-- THE TASK --
Among the entries below, take the line with "Target: two-story building" and the line with "In the photo above, where can the upper", and output them and every line between them exactly, with nothing else.

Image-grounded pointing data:
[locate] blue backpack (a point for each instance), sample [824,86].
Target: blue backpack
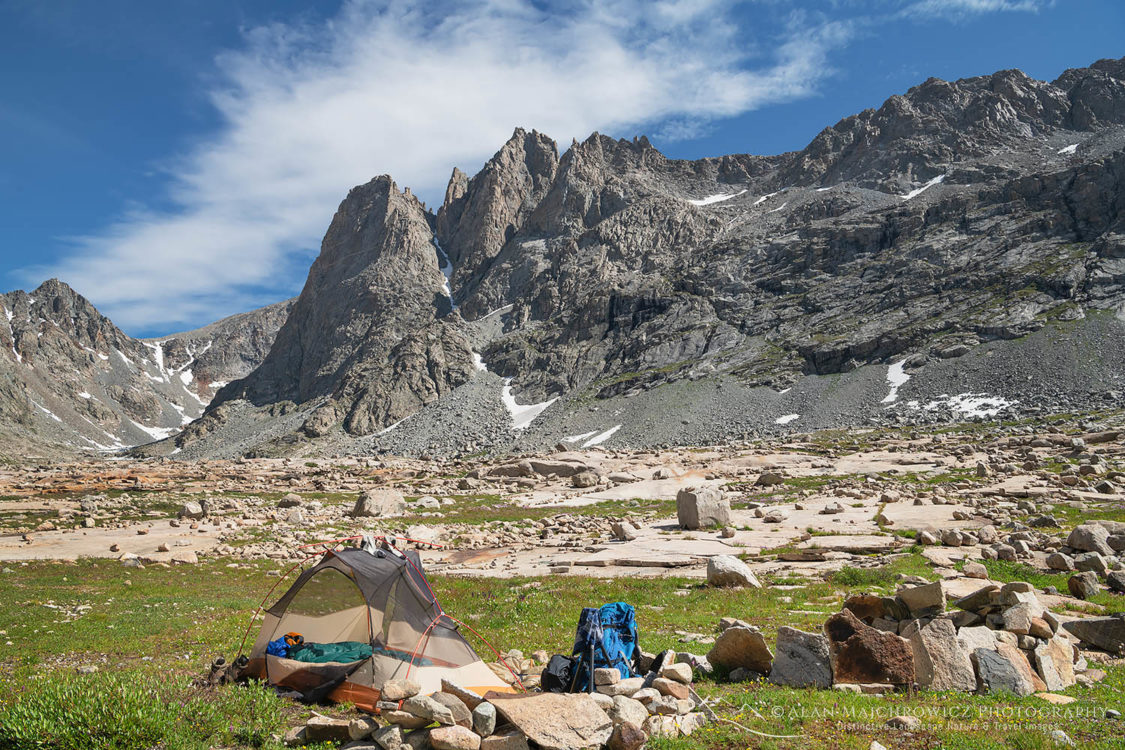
[606,636]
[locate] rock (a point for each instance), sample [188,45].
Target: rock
[1060,561]
[1106,633]
[191,509]
[741,647]
[906,722]
[628,735]
[394,689]
[627,710]
[677,690]
[678,672]
[453,738]
[326,729]
[939,661]
[606,676]
[979,599]
[388,738]
[379,503]
[727,570]
[506,740]
[702,507]
[556,721]
[1091,561]
[998,674]
[775,515]
[802,660]
[1083,585]
[861,653]
[975,570]
[923,601]
[768,479]
[424,706]
[1090,538]
[290,500]
[1061,738]
[1054,661]
[461,713]
[468,697]
[584,479]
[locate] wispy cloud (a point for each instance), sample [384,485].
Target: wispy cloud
[412,90]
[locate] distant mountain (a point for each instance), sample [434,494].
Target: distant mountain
[71,380]
[969,233]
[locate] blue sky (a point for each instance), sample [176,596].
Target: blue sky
[177,162]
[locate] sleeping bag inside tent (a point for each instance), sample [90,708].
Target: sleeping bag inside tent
[357,619]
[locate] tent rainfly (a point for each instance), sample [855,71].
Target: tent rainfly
[366,615]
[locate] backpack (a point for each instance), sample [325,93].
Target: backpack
[606,638]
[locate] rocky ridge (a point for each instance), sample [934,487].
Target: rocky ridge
[71,380]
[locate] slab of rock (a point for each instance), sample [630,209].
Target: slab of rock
[556,721]
[1054,661]
[861,653]
[727,570]
[802,660]
[1106,633]
[699,507]
[1083,585]
[998,672]
[379,503]
[741,647]
[926,599]
[1090,538]
[455,738]
[939,661]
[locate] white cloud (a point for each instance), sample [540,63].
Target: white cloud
[388,87]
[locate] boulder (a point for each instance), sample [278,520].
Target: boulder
[924,601]
[802,660]
[1054,660]
[727,570]
[628,735]
[1106,633]
[379,503]
[939,661]
[741,647]
[1090,538]
[1002,670]
[1083,585]
[555,721]
[702,507]
[861,653]
[455,738]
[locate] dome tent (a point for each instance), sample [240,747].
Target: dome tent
[375,605]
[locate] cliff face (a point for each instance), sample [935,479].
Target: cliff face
[955,215]
[366,340]
[72,380]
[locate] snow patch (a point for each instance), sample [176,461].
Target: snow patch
[971,405]
[896,378]
[918,191]
[156,433]
[601,437]
[46,410]
[446,267]
[522,415]
[717,198]
[575,439]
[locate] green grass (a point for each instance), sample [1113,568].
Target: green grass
[152,630]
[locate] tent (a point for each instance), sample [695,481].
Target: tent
[367,615]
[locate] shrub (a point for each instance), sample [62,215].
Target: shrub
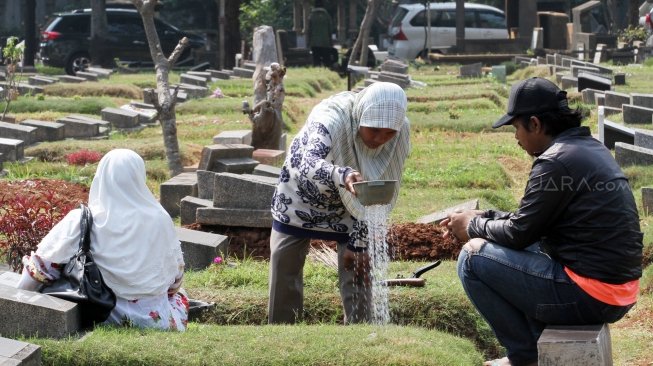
[29,209]
[83,157]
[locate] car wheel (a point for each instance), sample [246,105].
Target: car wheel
[77,62]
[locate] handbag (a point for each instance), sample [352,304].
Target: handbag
[81,281]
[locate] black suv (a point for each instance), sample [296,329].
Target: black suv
[65,42]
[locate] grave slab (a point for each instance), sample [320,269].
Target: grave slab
[234,137]
[120,118]
[11,150]
[200,248]
[627,154]
[267,171]
[212,153]
[587,345]
[18,132]
[189,206]
[636,114]
[242,192]
[13,352]
[616,100]
[269,156]
[46,131]
[176,188]
[27,313]
[436,217]
[234,217]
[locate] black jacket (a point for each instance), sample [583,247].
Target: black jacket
[579,205]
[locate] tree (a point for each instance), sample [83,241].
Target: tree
[99,53]
[164,101]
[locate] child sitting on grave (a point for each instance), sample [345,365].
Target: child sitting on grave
[133,241]
[347,138]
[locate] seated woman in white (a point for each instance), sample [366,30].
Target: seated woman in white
[133,241]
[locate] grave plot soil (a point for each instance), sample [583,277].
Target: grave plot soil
[407,241]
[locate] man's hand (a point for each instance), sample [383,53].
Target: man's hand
[457,222]
[352,178]
[359,262]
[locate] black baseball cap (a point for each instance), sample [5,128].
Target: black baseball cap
[533,96]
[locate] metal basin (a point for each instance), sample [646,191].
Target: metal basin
[375,192]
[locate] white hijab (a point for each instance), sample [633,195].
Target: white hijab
[380,105]
[133,239]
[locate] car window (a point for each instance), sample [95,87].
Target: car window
[125,26]
[491,19]
[73,24]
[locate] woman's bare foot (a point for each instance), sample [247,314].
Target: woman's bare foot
[498,362]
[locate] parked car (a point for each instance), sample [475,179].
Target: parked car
[65,40]
[409,26]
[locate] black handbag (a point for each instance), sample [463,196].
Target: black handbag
[81,281]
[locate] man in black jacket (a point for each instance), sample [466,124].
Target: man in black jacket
[571,253]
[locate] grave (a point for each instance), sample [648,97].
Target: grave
[176,188]
[587,345]
[615,99]
[27,313]
[11,150]
[46,131]
[596,82]
[17,353]
[200,248]
[647,200]
[18,132]
[189,206]
[436,217]
[120,118]
[269,156]
[636,114]
[233,137]
[627,154]
[615,132]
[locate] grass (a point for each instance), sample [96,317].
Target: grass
[456,156]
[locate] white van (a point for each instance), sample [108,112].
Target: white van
[409,26]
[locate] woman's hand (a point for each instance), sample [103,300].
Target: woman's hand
[352,178]
[359,262]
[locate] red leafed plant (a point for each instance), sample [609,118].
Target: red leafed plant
[83,157]
[29,209]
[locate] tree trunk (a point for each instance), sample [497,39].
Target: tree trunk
[99,52]
[164,101]
[360,46]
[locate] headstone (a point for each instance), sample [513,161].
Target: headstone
[616,100]
[176,188]
[267,171]
[644,138]
[13,352]
[189,206]
[234,137]
[213,153]
[200,248]
[642,100]
[31,314]
[11,150]
[647,200]
[269,156]
[436,217]
[595,82]
[120,118]
[588,345]
[18,132]
[635,114]
[471,71]
[46,131]
[615,132]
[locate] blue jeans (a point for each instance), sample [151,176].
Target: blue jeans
[520,292]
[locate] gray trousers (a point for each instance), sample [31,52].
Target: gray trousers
[286,302]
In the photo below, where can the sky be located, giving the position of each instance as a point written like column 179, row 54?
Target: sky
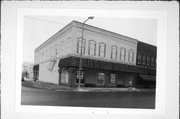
column 37, row 29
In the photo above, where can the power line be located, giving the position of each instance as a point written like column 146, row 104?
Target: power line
column 44, row 20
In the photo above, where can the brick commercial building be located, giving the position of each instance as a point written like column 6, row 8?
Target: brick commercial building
column 108, row 59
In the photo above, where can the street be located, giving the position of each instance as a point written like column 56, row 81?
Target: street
column 35, row 96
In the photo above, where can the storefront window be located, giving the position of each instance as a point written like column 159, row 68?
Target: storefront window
column 122, row 54
column 101, row 78
column 114, row 52
column 113, row 78
column 102, row 49
column 92, row 48
column 79, row 46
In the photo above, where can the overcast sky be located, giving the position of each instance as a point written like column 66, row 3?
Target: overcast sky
column 38, row 29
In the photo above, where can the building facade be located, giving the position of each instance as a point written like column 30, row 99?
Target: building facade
column 108, row 59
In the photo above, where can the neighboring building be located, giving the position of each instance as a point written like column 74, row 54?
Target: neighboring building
column 108, row 59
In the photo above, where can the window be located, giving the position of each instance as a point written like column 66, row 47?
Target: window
column 113, row 78
column 122, row 54
column 81, row 48
column 102, row 49
column 152, row 61
column 42, row 56
column 92, row 48
column 56, row 52
column 101, row 79
column 50, row 52
column 131, row 55
column 148, row 60
column 139, row 59
column 114, row 52
column 81, row 77
column 144, row 60
column 39, row 57
column 64, row 76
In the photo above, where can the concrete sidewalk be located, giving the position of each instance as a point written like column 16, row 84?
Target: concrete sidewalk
column 55, row 87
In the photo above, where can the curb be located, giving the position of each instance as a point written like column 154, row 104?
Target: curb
column 54, row 87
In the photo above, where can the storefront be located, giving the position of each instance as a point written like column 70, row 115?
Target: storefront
column 97, row 73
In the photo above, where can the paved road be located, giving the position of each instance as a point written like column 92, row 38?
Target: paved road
column 35, row 96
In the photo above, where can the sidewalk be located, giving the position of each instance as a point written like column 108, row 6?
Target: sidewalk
column 55, row 87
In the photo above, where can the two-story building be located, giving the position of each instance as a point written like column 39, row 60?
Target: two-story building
column 108, row 59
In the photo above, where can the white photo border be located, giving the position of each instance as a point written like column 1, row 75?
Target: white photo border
column 167, row 90
column 160, row 16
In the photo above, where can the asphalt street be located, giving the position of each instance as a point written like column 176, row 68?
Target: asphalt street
column 44, row 97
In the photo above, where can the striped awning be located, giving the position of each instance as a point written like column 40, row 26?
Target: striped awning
column 104, row 65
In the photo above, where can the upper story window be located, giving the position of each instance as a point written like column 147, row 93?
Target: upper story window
column 122, row 54
column 39, row 57
column 56, row 51
column 114, row 52
column 131, row 55
column 139, row 59
column 50, row 52
column 148, row 60
column 42, row 56
column 152, row 61
column 92, row 47
column 102, row 49
column 36, row 60
column 81, row 45
column 144, row 60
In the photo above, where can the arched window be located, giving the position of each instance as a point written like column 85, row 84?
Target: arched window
column 152, row 61
column 148, row 60
column 144, row 60
column 131, row 55
column 39, row 57
column 81, row 45
column 114, row 52
column 102, row 49
column 122, row 54
column 139, row 59
column 56, row 51
column 92, row 47
column 42, row 56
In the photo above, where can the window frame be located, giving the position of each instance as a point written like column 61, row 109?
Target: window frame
column 103, row 79
column 114, row 81
column 82, row 46
column 102, row 45
column 92, row 43
column 114, row 52
column 144, row 60
column 139, row 59
column 131, row 58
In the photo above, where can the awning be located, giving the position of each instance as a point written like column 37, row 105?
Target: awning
column 148, row 77
column 73, row 61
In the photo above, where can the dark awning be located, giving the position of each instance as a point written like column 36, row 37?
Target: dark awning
column 148, row 77
column 97, row 64
column 36, row 67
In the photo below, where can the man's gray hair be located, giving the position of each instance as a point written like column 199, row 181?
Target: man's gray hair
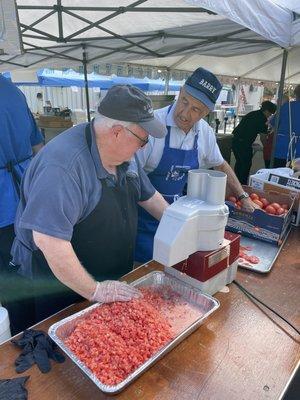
column 102, row 121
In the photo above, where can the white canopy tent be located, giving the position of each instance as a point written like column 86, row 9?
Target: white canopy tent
column 240, row 38
column 180, row 34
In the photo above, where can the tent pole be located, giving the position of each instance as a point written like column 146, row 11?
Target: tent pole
column 167, row 81
column 279, row 102
column 86, row 86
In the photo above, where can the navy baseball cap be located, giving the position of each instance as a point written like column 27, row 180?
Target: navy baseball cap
column 204, row 86
column 128, row 103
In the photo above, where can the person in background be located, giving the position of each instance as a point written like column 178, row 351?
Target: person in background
column 20, row 139
column 39, row 103
column 48, row 103
column 267, row 141
column 189, row 144
column 288, row 148
column 77, row 218
column 244, row 135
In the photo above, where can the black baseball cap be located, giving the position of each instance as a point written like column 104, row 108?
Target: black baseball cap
column 128, row 103
column 204, row 86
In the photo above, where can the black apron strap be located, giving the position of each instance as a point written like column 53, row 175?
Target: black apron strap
column 10, row 168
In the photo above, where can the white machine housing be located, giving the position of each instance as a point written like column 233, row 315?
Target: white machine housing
column 195, row 222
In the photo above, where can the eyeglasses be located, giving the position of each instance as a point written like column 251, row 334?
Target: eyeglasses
column 144, row 141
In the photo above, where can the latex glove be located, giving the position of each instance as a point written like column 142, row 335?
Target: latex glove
column 37, row 348
column 110, row 291
column 248, row 205
column 13, row 389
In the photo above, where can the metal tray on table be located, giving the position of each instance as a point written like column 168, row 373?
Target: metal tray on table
column 266, row 252
column 203, row 305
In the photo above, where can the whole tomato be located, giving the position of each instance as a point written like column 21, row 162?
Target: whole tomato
column 232, row 199
column 270, row 209
column 275, row 205
column 280, row 211
column 258, row 202
column 264, row 201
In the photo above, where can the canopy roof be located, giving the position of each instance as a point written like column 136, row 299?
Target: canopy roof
column 229, row 37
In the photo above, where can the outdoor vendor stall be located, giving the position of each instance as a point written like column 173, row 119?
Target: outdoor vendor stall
column 242, row 351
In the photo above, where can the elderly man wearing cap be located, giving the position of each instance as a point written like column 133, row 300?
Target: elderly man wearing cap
column 77, row 219
column 190, row 143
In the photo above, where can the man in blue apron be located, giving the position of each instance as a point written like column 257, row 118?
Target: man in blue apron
column 20, row 139
column 190, row 143
column 76, row 223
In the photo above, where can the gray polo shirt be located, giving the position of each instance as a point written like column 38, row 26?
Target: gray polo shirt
column 62, row 187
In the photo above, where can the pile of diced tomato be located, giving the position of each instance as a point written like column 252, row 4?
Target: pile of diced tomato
column 116, row 338
column 263, row 203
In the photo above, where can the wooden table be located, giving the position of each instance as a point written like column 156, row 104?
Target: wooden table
column 240, row 352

-- EXERCISE RESULT --
Target: two-story building
column 108, row 59
In the photo above, where can the white photo border be located, giving the position of each instance as a point written like column 1, row 75?
Target: white photo border
column 167, row 90
column 160, row 16
In the photo above, where can the asphalt street be located, giving the position of each instance as a point written like column 176, row 68?
Target: asphalt street
column 44, row 97
In the photo above, where can the striped awning be located, giving the position of each instance as a point written like column 40, row 26?
Target: striped awning
column 104, row 65
In the photo above, where can the upper story window be located, giving the position of each instance as a point written like column 147, row 93?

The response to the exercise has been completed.